*BRIEF*
Please set down, exactly, the line with "the dry leaf, as pixel coordinates." and all lines that follow it through the end of the records below.
___ RECORDS TO USE
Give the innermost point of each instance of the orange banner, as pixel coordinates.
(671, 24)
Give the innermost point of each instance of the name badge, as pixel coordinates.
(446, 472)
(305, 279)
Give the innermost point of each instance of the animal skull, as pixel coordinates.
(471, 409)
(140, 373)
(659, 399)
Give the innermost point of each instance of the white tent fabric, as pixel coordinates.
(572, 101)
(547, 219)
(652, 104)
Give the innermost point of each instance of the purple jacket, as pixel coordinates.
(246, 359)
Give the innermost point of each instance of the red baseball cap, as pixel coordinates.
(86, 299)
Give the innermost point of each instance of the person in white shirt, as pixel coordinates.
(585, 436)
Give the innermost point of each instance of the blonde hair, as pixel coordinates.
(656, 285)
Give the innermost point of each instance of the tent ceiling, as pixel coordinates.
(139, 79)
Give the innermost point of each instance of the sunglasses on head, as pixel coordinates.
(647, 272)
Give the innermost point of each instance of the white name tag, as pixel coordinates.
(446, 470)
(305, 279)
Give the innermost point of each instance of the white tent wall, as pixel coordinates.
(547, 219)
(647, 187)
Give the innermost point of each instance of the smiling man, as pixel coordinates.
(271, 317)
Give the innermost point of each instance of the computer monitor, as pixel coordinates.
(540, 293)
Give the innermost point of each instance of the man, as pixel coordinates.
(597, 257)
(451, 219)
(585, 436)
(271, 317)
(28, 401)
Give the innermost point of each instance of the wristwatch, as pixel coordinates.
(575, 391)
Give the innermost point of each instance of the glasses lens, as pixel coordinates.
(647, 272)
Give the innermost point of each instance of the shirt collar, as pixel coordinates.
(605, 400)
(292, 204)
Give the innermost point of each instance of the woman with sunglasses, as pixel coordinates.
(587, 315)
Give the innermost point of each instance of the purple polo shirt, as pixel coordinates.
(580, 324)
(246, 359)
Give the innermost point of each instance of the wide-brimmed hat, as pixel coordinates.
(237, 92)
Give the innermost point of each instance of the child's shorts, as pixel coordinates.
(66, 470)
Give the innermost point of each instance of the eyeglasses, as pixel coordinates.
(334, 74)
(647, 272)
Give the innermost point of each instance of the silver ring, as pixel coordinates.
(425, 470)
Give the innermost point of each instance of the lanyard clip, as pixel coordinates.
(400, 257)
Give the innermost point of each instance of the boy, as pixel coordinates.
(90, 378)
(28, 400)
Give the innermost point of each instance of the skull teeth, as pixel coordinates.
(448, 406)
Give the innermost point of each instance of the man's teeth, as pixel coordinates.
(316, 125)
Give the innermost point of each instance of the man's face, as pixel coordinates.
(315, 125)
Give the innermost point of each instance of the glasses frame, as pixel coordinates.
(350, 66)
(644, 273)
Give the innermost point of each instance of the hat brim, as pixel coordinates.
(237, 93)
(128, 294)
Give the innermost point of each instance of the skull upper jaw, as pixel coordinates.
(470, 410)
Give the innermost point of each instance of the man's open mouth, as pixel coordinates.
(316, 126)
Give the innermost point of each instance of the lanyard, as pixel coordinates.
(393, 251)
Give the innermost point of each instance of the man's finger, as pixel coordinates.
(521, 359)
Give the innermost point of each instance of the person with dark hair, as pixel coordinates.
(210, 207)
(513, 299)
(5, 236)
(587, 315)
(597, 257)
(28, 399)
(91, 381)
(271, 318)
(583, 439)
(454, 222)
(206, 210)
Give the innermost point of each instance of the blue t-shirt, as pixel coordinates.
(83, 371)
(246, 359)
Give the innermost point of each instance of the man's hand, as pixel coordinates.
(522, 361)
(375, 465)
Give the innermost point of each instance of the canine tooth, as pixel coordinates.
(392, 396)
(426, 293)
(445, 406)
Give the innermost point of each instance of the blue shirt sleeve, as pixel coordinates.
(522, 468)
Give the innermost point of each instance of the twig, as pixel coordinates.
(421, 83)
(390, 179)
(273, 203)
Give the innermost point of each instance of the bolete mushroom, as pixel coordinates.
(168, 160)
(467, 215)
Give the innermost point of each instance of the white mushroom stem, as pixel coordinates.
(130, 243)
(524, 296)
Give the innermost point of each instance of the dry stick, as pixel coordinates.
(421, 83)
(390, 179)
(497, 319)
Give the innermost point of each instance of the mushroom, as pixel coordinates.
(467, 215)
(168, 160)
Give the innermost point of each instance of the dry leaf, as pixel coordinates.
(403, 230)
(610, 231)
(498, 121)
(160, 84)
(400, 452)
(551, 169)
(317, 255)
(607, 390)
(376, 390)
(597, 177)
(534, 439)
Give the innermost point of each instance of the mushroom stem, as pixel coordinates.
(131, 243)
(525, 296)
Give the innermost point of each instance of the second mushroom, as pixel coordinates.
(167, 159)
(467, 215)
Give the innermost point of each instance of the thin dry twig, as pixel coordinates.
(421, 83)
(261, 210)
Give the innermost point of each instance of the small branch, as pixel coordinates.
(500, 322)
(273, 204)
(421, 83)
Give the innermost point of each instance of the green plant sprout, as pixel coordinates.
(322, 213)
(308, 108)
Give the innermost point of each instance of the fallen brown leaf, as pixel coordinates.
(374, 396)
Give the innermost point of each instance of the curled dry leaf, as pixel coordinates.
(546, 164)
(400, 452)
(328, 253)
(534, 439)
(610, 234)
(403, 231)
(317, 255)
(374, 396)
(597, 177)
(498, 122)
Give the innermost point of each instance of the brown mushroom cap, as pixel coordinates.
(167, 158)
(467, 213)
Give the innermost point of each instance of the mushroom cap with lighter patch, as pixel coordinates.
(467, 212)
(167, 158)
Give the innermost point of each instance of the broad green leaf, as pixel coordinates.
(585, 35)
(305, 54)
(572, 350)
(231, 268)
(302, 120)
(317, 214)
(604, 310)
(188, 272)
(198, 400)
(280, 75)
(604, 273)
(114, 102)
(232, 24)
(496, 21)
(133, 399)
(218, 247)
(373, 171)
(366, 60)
______
*EXPECTED ANSWER*
Give the innermost point of each instance of the dry leaf, as pixel coordinates.
(403, 230)
(610, 231)
(498, 121)
(160, 84)
(400, 452)
(551, 169)
(317, 255)
(607, 390)
(376, 390)
(597, 177)
(534, 439)
Give the innermost point of each instance of the mushroom stem, as pixel coordinates.
(131, 243)
(525, 296)
Give the innermost point of each instance of the second mushroom, as pixel coordinates.
(167, 159)
(467, 215)
Give the innermost point of each instance of the thin dry twig, as pixel coordinates.
(421, 83)
(261, 210)
Give the innermost point of each instance of the small branch, as pixel coordinates.
(500, 322)
(273, 204)
(421, 83)
Give the innermost point of each instance of the green plant sprout, as pixel coordinates.
(322, 213)
(308, 108)
Give the innermost point of each instance of the fallen brown leaf, as pixel coordinates.
(374, 396)
Give the innermost point of each instance of the curled dry leaf, as pixel coordinates.
(546, 164)
(400, 452)
(328, 253)
(534, 439)
(610, 234)
(403, 231)
(317, 255)
(374, 396)
(597, 177)
(498, 122)
Give the innermost point of each instance of the brown mushroom cap, as pixel coordinates.
(167, 158)
(467, 213)
Give the innermost point of each instance of the mushroom cap with lighter patch, as pixel coordinates.
(467, 212)
(167, 158)
Give the innermost point of each instance of the broad green leaf, as pixel coordinates.
(585, 35)
(305, 54)
(572, 350)
(231, 268)
(302, 120)
(317, 214)
(604, 310)
(188, 272)
(198, 400)
(280, 75)
(604, 273)
(114, 102)
(232, 24)
(496, 21)
(133, 399)
(218, 247)
(373, 171)
(366, 60)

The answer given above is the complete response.